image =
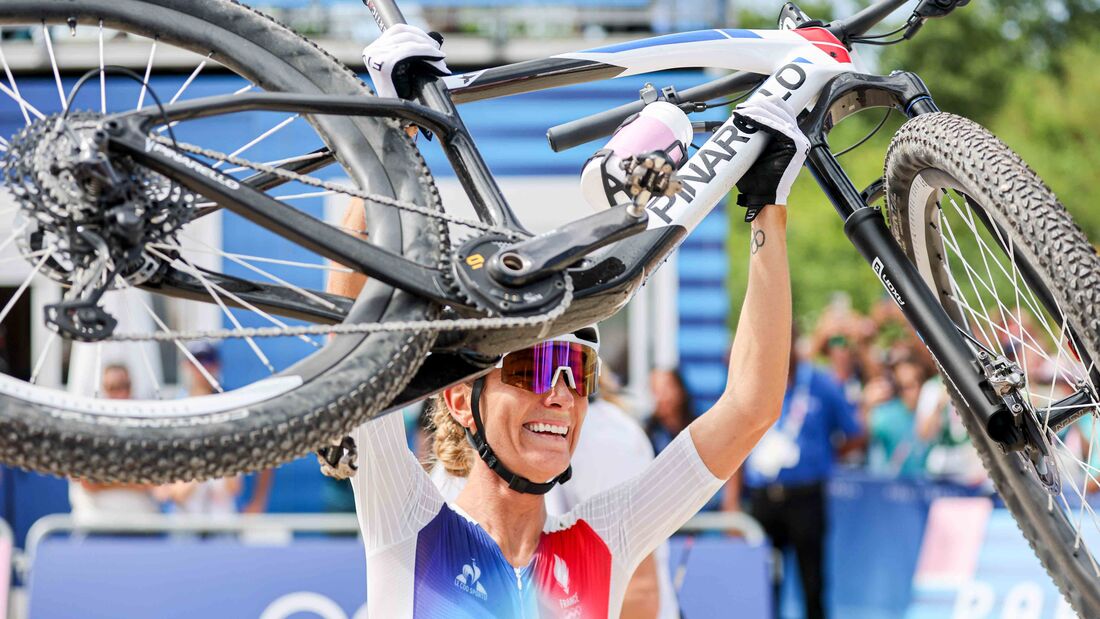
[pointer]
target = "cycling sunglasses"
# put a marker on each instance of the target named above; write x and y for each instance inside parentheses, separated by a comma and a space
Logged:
(536, 369)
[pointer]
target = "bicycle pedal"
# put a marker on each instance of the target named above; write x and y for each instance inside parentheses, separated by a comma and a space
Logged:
(650, 175)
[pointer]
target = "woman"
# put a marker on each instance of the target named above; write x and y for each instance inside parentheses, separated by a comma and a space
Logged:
(495, 552)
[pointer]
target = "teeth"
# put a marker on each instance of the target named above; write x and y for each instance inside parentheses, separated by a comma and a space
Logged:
(560, 430)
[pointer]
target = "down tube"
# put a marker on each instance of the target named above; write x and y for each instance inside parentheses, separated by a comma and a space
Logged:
(715, 167)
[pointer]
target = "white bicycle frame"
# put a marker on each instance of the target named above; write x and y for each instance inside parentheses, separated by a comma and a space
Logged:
(798, 62)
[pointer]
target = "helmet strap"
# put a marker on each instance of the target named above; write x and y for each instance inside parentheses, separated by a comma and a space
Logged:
(477, 440)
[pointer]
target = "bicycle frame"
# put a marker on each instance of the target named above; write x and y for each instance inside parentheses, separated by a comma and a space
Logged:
(810, 68)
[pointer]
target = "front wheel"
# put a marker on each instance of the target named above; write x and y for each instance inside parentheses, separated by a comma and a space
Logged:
(1022, 282)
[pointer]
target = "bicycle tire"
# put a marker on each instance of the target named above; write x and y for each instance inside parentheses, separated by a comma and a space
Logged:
(341, 386)
(1066, 264)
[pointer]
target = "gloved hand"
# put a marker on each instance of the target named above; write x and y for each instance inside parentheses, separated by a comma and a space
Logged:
(402, 53)
(770, 178)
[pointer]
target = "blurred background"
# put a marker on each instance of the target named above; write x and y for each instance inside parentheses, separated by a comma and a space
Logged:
(901, 476)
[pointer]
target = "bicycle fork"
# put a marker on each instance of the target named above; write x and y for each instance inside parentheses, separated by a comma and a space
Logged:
(868, 232)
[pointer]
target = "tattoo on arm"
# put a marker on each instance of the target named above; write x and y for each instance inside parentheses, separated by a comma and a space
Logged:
(757, 241)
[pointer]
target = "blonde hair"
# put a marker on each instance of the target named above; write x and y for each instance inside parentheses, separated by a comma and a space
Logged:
(449, 443)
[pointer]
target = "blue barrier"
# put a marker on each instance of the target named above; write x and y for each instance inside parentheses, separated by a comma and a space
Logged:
(169, 578)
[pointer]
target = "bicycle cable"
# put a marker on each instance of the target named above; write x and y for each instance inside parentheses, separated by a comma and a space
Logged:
(883, 35)
(868, 136)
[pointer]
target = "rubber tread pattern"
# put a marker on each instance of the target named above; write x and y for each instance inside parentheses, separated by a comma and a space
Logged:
(1043, 232)
(282, 429)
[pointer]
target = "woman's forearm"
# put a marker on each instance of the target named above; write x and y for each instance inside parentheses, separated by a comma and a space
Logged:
(759, 358)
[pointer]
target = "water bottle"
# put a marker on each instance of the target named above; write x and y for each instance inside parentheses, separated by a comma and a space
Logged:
(659, 126)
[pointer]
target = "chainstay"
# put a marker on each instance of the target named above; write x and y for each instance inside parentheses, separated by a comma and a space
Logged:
(443, 324)
(404, 205)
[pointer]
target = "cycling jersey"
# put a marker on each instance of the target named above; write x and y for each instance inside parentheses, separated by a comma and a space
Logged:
(427, 559)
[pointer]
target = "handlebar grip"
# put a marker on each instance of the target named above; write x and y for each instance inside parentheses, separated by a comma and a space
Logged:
(602, 124)
(587, 129)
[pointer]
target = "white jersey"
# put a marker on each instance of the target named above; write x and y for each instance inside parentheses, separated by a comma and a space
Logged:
(426, 559)
(613, 448)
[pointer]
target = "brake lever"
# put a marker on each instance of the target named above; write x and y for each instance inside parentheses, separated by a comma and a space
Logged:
(927, 10)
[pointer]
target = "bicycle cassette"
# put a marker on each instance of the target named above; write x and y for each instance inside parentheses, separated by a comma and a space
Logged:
(477, 286)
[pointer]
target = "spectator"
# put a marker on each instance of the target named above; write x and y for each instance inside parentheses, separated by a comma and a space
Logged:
(890, 413)
(952, 457)
(787, 472)
(612, 449)
(92, 500)
(672, 408)
(213, 497)
(843, 339)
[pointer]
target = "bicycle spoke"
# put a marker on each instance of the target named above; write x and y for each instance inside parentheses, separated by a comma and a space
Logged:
(190, 357)
(190, 78)
(257, 140)
(307, 156)
(246, 257)
(206, 284)
(98, 374)
(149, 70)
(141, 347)
(175, 122)
(946, 225)
(20, 257)
(309, 195)
(42, 357)
(262, 313)
(983, 247)
(22, 287)
(10, 239)
(102, 74)
(53, 63)
(983, 314)
(985, 260)
(13, 91)
(263, 273)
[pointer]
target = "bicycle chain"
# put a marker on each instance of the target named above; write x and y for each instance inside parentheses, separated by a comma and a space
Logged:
(444, 324)
(340, 188)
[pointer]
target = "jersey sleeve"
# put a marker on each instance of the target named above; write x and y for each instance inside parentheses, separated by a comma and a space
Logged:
(635, 517)
(394, 496)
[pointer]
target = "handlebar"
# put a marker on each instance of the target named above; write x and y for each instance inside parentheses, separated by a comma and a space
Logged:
(602, 124)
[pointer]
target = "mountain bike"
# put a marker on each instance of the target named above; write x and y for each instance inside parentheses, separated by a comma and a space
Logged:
(976, 251)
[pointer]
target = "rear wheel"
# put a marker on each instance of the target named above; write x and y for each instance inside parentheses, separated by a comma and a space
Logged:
(277, 398)
(1020, 278)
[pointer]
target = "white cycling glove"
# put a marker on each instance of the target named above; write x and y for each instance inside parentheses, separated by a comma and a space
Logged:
(400, 53)
(770, 178)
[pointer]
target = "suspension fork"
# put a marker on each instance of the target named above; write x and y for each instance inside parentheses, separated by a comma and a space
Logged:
(866, 229)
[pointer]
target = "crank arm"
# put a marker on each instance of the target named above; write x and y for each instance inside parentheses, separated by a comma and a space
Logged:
(534, 258)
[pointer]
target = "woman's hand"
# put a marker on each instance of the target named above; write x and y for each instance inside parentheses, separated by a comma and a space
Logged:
(402, 53)
(771, 177)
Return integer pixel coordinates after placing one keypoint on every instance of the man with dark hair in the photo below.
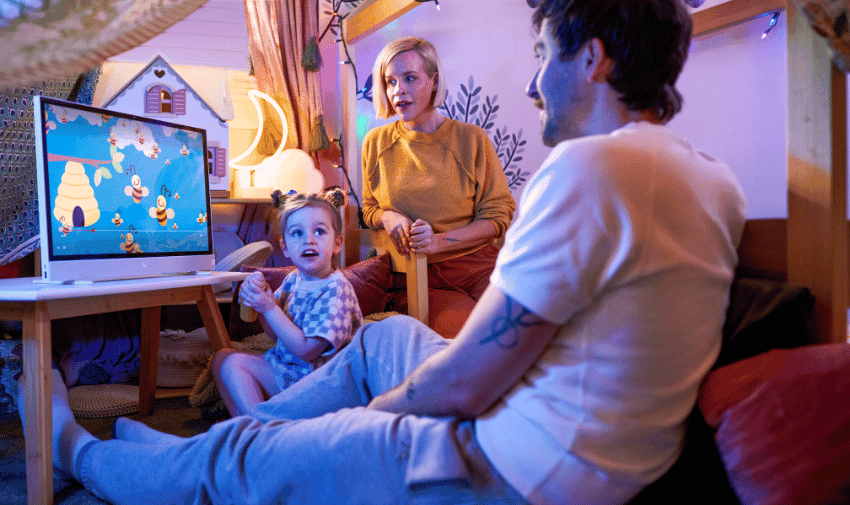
┄┄┄┄┄┄┄┄┄┄
Work to be completed: With the pictures omitted, reproduce the records in full and exactly.

Correct answer:
image =
[pointer]
target = "cycling sunglasses"
# put a marker on each instance of the target named above; write x and y for each instance inside parentheses, separated by a comma and a space
Logged:
(536, 369)
[pointer]
target = "bicycle pedal"
# put a marker on each instance of the target named above; write x and y for each instance inside parentheses, separated by a comma and a space
Logged:
(650, 175)
[pointer]
target = "woman"
# put a marker on each instance of the target named above; write x and y for each instance inside parentheses, separated by a comma and a space
Logged:
(495, 552)
[pointer]
target = "teeth"
# put a marker on each instance of the target named above; write x and y for each instance inside parentheses, separated by a comma and a space
Logged:
(560, 430)
[pointer]
target = "down tube"
# put a marker on each instance of the target named above; write x and y for each instance inside parentheses, separated by a comma and a space
Logged:
(715, 167)
[pointer]
target = "white bicycle frame"
# put a marker on each instance of the target named above; write x and y for each instance inside parentheses, separated by a comma and a space
Logged:
(798, 62)
[pointer]
target = "helmet strap"
# put a marker on each instance of the target named above; write x and y for each instance inside parentheses, separated by a comma and a space
Logged:
(477, 440)
[pointer]
target = "bicycle frame"
# put a marker on each instance of the target named above; write x and y for each instance inside parentheses, separated by a comma and a space
Logged:
(810, 68)
[pointer]
target = "front wheel"
# put a marker on each instance of the target named above; write x and y for each instance inside parentheses, separated by a comma and a space
Logged:
(1022, 282)
[pointer]
target = "bicycle tire"
# put a marker on each instance of the target named above; write x and y for each instance inside parentheses, separated by a comma and a space
Logged:
(341, 386)
(1066, 264)
[pointer]
target = "gloved hand"
# put a marker on each instance of the target named above; write x and y for each instance inside parentheses, separated by a comma and a space
Logged:
(402, 53)
(770, 178)
[pointer]
target = "blurred background"
# put a marker on each instance of the target named above; write x and y for each instance inside parentheses, separated by a comma and a space
Logged:
(901, 476)
[pointer]
target = "bicycle fork"
# put a marker on each instance of the target named above; write x and y for each instance inside parentheses, separated by a comma and a space
Logged:
(868, 232)
[pointer]
target = "tattoo on arm"
# put a marker on each instance of the target named above; write x and y for each instance inside parentheses, separated by a comma and a space
Logged:
(757, 241)
[pointer]
target = "blonde hair"
# put a marker on each instance of the target named above; write x and y for each instance inside parentheses, separated by a comma and a space
Logged:
(449, 443)
[pointer]
target = "blue barrier"
# put a marker on each instance of the target named above; write x and y for each instance inside parentheses, separated by a comma and a space
Logged:
(169, 578)
[pointer]
target = "bicycle cable"
# put a marker on each instance of the target named above; write x and y for each instance inside parentheses, separated by a comma and a space
Logged:
(883, 35)
(868, 136)
[pointer]
target = "rubber tread pattern"
# put a marker on each instance of the target named above; write x and y for each instance inside parentheses, separated by a comma and a space
Logged:
(1043, 232)
(282, 429)
[pointer]
target = "woman's forearm"
# put a marker on each instance of the target named above; write x and y for each instance inside parentheses, separated by a comma and a space
Logged:
(759, 358)
[pointer]
target = "water bottle"
# put a marker on each instance of the target named above; write x and y for each instance inside parentheses, separated by a comma and a space
Logged:
(659, 126)
[pointer]
target = "chainstay"
# put a marker on each instance of the target named above; write x and y for each instance inside parentheses, separated by a comma and a space
Logged:
(443, 324)
(404, 205)
[pointer]
target = "cycling jersey"
# put a marker on each instance of the target named above; write x and y for each instance inside parentheses, separated by a comma and a space
Logged:
(427, 559)
[pointer]
target = "handlebar grip"
# put a marker on each instance of the target named above; write x and y for each instance inside parentheses, separated by a comma and a space
Logged:
(602, 124)
(587, 129)
[pointer]
target = "white jersey"
# put a marker on each instance of the target named above; write x and y for each instance inside parentheses, separated by a comma and a space
Logged:
(426, 559)
(613, 448)
[pointer]
target = "brake lever"
# put a marker on each instance of the target named above; write x and y for each instance inside parentheses, separated by a comma and a space
Logged:
(927, 10)
[pointer]
target = "bicycle cassette"
# put a marker on each instance of the target named above; write x and y for each instance inside parentheses, separated by a comma and a space
Logged:
(477, 286)
[pointer]
target = "spectator"
# put a marker on each instance of the target named above; write x and y for each instance inside parentheses, separated by a comma and a space
Logged:
(890, 413)
(952, 457)
(787, 472)
(612, 449)
(92, 500)
(672, 408)
(213, 497)
(843, 339)
[pointer]
target = "bicycle spoke"
# put a marker on each instance of the target named above; write x and y for each instance inside parentheses, separated by a comma and a space
Logged:
(190, 357)
(190, 78)
(257, 140)
(307, 156)
(246, 257)
(206, 284)
(98, 374)
(149, 70)
(141, 347)
(175, 122)
(946, 225)
(20, 257)
(309, 195)
(42, 357)
(262, 313)
(983, 247)
(22, 287)
(10, 239)
(102, 74)
(53, 63)
(983, 314)
(985, 260)
(13, 91)
(263, 273)
[pointer]
target = "bicycle chain"
# put a marker on each instance of the target named above; write x and y for each instance inside parentheses, separated by a comma and a space
Logged:
(444, 324)
(340, 188)
[pointer]
target = "jersey sleeve"
# put a marker on each instance of the target named above; write x and y for each instance inside parentheses, separated by a comma and a space
Logged:
(635, 517)
(394, 496)
[pointer]
target = "handlebar"
# put a marker on each instance of the target named above; write x and y for each instance inside parentheses, separated by a comma and a space
Logged:
(602, 124)
[pointer]
target = "mountain bike"
# put a marker on each instance of the target named above; write x and y for each instance inside parentheses, separated by a comma and a space
Logged:
(976, 251)
[pointer]
target = "rear wheel"
# put a marker on each instance of the target named above; write x and y for each instance inside parentheses, separated by a comma and a space
Logged:
(277, 398)
(1020, 278)
[pointer]
target = "white cycling glove"
# put a marker on each instance of the target named above; write x and y for each instance inside parentheses, separated by a comma and a space
Logged:
(400, 53)
(770, 178)
[pointer]
target = "suspension fork"
# put a marker on each instance of the target named above; write x and y for each instance inside parentheses, separated by a comma and a space
Logged:
(866, 229)
[pointer]
target = "crank arm"
# put a marker on each instance of the target named above; write x and y for each instance inside parentheses, separated by a comma and a space
Logged:
(534, 258)
[pointer]
target = "woman's hand"
# put a marker on each instance of the target named above; write x and y for each instance inside parentheses, separated by a comma and a space
Logged:
(402, 53)
(771, 177)
Return integer pixel coordinates after placing one keypoint on every instance of the man with dark hair in the photo below.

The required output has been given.